:: Tasks and exercises ::
A: Do these statements agree with the article on COVID-19 variant funding below? Answer yes or no for each, quoting the words from the article that settle it.
(i) The $1.7bn investment is part of the American Rescue Plan.
(ii) The original strain of COVID-19 accounts for about three quarters of US cases.
(iii) $400m is set aside to help build six research centers for genomic epidemiology.
B: Using the article on COVID-19 variant funding, answer each question on its own line:
(i) About how many COVID-19 strains per week were US laboratories sequencing in early February?
(ii) How much money will go toward a national bioinformatics infrastructure?
(iii) Who announced the investment, and on what day?
C: Continue the article on COVID-19 variant funding from where it stops.

Biden administration to invest $1.7bn to fight COVID-19 variants

Money will go to genomic sequencing, research centres for genomic epidemiology and a national bioinformatics network.

A researcher screens positive samples of the coronavirus for the UK virus variant 'cluster B.1.1.7' [File: Henning Bagger via Reuters]

The United States will invest $1.7bn to help states and the US Centers for Disease Control and Prevention fight COVID-19 variants that are spreading rapidly across the US.

The investment is part of President Joe Biden’s $1.9 trillion “American Rescue Plan” and will improve detection, monitoring and mitigation of these variants by scaling up genomic sequencing efforts, the White House said on Friday.

“The original strain of COVID-19 comprises only about half of all cases in America today. New and potentially dangerous strains of the virus make up the other half,” the White House said in a statement.

In early February, US laboratories were sequencing about 8,000 COVID-19 strains per week. Since then the administration has invested nearly $200m to increase genomic sequencing to 29,000 samples per week – an effort that will get a boost with the new funding.

The investment will be broken down into three areas: $1bn to expand genomic sequencing, $400m to help build six research centres for genomic epidemiology and $300m to build a national bioinformatics infrastructure – which will help build a repository of data.

:: Stored data ::
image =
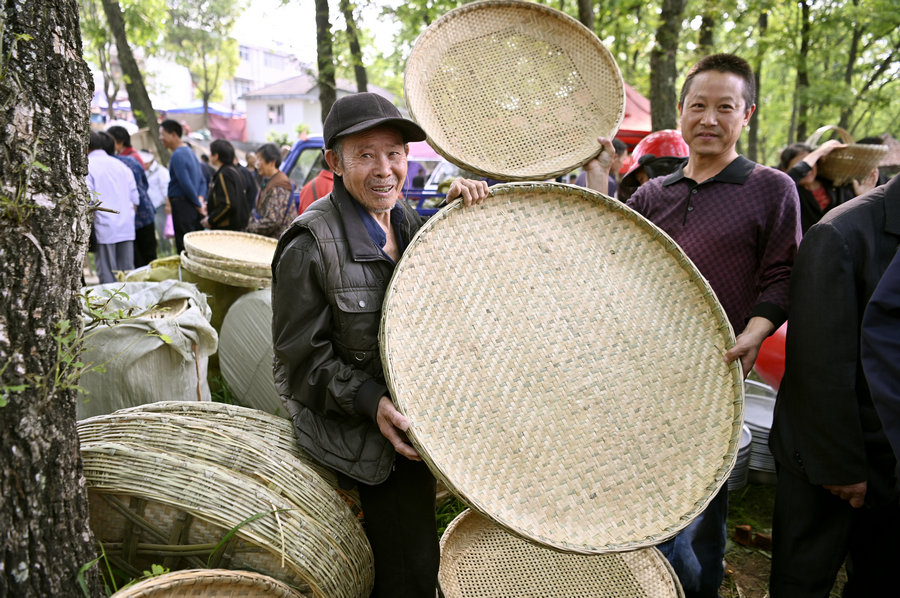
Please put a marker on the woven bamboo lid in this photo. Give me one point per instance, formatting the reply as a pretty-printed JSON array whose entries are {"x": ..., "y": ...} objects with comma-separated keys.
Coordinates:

:: Answers to each task ::
A:
(i) Yes: "The investment is part of President Joe Biden’s $1.9 trillion “American Rescue Plan”"
(ii) No: "The original strain of COVID-19 comprises only about half of all cases in America today."
(iii) Yes: "$400m to help build six research centres for genomic epidemiology"

B:
(i) About 8,000
(ii) $300m
(iii) The White House, on Friday

C:
The first portion of the funding will be distributed in early May and the next round will be invested over the next several years, the White House said.

The White House provided a state-by-state breakdown of the funds with California receiving $17m, Texas $15m and Florida $12m.

A White House official said on Thursday the US is preparing for the possibility that a booster shot will be needed between nine to 12 months after people are initially vaccinated against COVID-19.

Pfizer Inc Chief Executive Albert Bourla has said people will “likely” need a third booster dose of COVID-19 vaccines within 12 months and could need annual shots.

The United States had administered 198,317,040 doses of COVID-19 vaccines nationwide as of Thursday morning and distributed 255,400,665 doses, according to the CDC.